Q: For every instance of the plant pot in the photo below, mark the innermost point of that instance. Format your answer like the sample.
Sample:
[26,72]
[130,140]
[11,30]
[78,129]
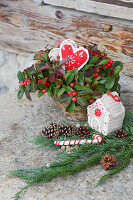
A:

━━━━━━━━━━━━━━━━━━━━━━━━━━━━━━

Exercise details » Please copy every line of the records above word for word, leaving out the pictures.

Response »
Q: For every instance of the plant pot in the photo below, mark the innermost point of that instance. Format your answer like the sample.
Sample:
[26,72]
[130,140]
[11,30]
[78,129]
A:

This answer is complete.